TASK INSTRUCTIONS:
[1] In the audit report excerpt, why is it acceptable that not all Property, Plant and Equipment were physically verified during the year?
[2] Please list every rupee amount in the audit report excerpt's table of loans and guarantees to subsidiaries, stating what each amount refers to.

B. The Company has maintained proper records showing full particulars of intangible assets.
b) All Property, Plant and Equipment have not been physically verified by the management during the year but there is a planned programme of verifying them once in three years which, in our opinion, is reasonable having regard to the size of the Company and the nature of its assets. No material discrepancies were noticed on such verification.
c) The title deeds of all the immovable properties (other than properties where the Company is the lessee and the lease agreements are duly executed in favour of the lessee) are held in the name of the Company.
d) The Company has not revalued its Property, Plant and Equipment (including right of use assets) or intangible assets during the year ended March 31, 2024.
e) There are no proceedings initiated or are pending against the Company for holding any benami property under the Prohibition of Benami Property Transactions Act, 1988 and rules made thereunder.
(ii) a) The management has conducted physical verification of inventory at reasonable intervals during the year. In our opinion the coverage and the procedure of such verification by the management is appropriate. There were no discrepancies of 10% or more in aggregate for each class of inventory.
b) As disclosed in note 2.12 (b) to the financial statements, the Company has been sanctioned working capital limits in excess of Rs. five crores in aggregate from banks during the year on the basis of security of current assets of the Company. Based on the records examined by us in the normal course of audit of the financial statements, the quarterly returns/statements filed by the Company with such banks are in agreement with the books of accounts of the Company.
(iii) a) During the year the Company has provided loans and stood guarantee to companies as follows:
Guarantees | Loans | |
Aggregate amount granted/ provided during the year | ||
- Subsidiaries | Rs Nil | Rs. 317.80 |
Balance outstanding as at balance sheet date in respect of above cases | ||
- Subsidiaries | Rs. 5,440.00 | Rs. 1,049.67 |
b) During the year the investments made, guarantees provided, security given and the terms and conditions of the grant of all loans and advances in the nature of loans, investments and guarantees to companies are not prejudicial to the Companys interest.

MATERIAL:

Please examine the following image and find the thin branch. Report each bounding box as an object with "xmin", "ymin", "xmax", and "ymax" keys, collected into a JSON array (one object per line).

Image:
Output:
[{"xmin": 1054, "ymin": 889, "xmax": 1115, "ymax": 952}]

RESULTS IN ORDER:
[1] The management follows a planned program of verifying these assets once every three years. The auditors consider this reasonable given the size of the Company and the nature of its assets.

[2]
- Rs Nil: guarantees granted or provided to subsidiaries during the year
- Rs. 317.80: loans granted or provided to subsidiaries during the year
- Rs. 5,440.00: balance of guarantees to subsidiaries outstanding at the balance sheet date
- Rs. 1,049.67: balance of loans to subsidiaries outstanding at the balance sheet date